** TASK DIRECTIONS **
Print out the entries below with no edits.

** Dataset rows on where objects appear **
** start **

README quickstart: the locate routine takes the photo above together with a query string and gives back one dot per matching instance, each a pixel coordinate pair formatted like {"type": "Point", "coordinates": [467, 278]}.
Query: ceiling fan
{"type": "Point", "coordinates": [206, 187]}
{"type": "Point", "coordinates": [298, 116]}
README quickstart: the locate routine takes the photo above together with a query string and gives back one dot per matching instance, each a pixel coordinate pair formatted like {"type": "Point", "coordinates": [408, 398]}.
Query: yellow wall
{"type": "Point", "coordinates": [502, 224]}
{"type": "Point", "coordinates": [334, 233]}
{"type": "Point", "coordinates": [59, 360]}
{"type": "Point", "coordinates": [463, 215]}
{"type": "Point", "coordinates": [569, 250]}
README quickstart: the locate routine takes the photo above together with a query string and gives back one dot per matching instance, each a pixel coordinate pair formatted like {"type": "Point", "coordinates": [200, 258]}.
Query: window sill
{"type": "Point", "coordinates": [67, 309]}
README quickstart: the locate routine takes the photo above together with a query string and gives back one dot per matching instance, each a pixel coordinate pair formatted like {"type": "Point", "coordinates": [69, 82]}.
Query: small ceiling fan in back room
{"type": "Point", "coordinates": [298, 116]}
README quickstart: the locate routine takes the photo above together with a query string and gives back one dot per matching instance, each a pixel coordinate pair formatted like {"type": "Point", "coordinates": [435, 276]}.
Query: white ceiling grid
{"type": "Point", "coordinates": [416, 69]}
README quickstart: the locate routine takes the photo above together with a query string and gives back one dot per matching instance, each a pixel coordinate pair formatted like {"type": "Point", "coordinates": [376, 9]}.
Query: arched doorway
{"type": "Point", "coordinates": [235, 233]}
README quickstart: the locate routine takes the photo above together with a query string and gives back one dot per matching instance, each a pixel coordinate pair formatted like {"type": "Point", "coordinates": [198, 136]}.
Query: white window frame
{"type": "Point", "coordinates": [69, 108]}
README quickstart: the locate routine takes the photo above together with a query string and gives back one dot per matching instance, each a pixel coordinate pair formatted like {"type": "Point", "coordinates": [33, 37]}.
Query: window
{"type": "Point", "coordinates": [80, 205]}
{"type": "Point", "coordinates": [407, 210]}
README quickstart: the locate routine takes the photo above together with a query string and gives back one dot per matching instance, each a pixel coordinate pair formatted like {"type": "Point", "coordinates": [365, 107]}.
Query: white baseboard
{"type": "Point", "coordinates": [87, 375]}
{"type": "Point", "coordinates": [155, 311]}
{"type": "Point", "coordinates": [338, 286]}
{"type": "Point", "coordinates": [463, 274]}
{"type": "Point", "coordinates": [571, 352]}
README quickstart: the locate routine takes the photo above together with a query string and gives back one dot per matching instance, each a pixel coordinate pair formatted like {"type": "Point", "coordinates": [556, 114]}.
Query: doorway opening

** end **

** ANSWER FOR THE TASK **
README quickstart: the locate routine takes the photo above together with a query string and gives back one dot per matching instance, each a pixel coordinate pair formatted like {"type": "Point", "coordinates": [467, 278]}.
Query: ceiling fan
{"type": "Point", "coordinates": [206, 187]}
{"type": "Point", "coordinates": [298, 116]}
README quickstart: the locate routine takes the photo above together with a query string and gives back one dot per matching instance, each a pixel coordinate pair formatted like {"type": "Point", "coordinates": [408, 398]}.
Query: yellow wall
{"type": "Point", "coordinates": [502, 224]}
{"type": "Point", "coordinates": [334, 233]}
{"type": "Point", "coordinates": [59, 360]}
{"type": "Point", "coordinates": [463, 215]}
{"type": "Point", "coordinates": [569, 250]}
README quickstart: the locate routine takes the photo above together with a query string and gives back one dot per matching instance, each a pixel coordinate pair formatted like {"type": "Point", "coordinates": [200, 258]}.
Query: window sill
{"type": "Point", "coordinates": [67, 309]}
README quickstart: the locate routine takes the photo above together with a query string and gives back one dot per matching instance, each a pixel coordinate pair formatted like {"type": "Point", "coordinates": [69, 82]}.
Query: small ceiling fan in back room
{"type": "Point", "coordinates": [298, 116]}
README quickstart: the locate routine takes the photo above together with a query string and gives back one dot per matching instance, each a pixel coordinate pair formatted like {"type": "Point", "coordinates": [435, 276]}.
Query: white ceiling grid
{"type": "Point", "coordinates": [416, 69]}
README quickstart: the locate routine takes the photo above together with a query string and gives back one dot per matching instance, each a pixel coordinate pair formatted like {"type": "Point", "coordinates": [376, 9]}.
Query: arched doorway
{"type": "Point", "coordinates": [235, 233]}
README quickstart: the locate routine takes the photo above together with a query string and gives back one dot per matching instance, each a pixel coordinate pair formatted like {"type": "Point", "coordinates": [198, 136]}.
Query: white window frame
{"type": "Point", "coordinates": [69, 108]}
README quickstart: the locate routine takes the photo above together with a query string and gives back one dot per matching instance, each a pixel coordinate pair formatted like {"type": "Point", "coordinates": [33, 37]}.
Query: window
{"type": "Point", "coordinates": [80, 205]}
{"type": "Point", "coordinates": [407, 210]}
README quickstart: the locate routine takes the photo above together with a query string and gives back one dot per matching instance, each a pixel coordinate pair formatted like {"type": "Point", "coordinates": [365, 107]}.
Query: white baseboard
{"type": "Point", "coordinates": [87, 375]}
{"type": "Point", "coordinates": [155, 311]}
{"type": "Point", "coordinates": [338, 286]}
{"type": "Point", "coordinates": [463, 274]}
{"type": "Point", "coordinates": [571, 352]}
README quickstart: the locate routine takes the photo above together with a query string and gives back one dot per matching instance, each a pixel coordinate pair formatted like {"type": "Point", "coordinates": [556, 114]}.
Query: doorway opening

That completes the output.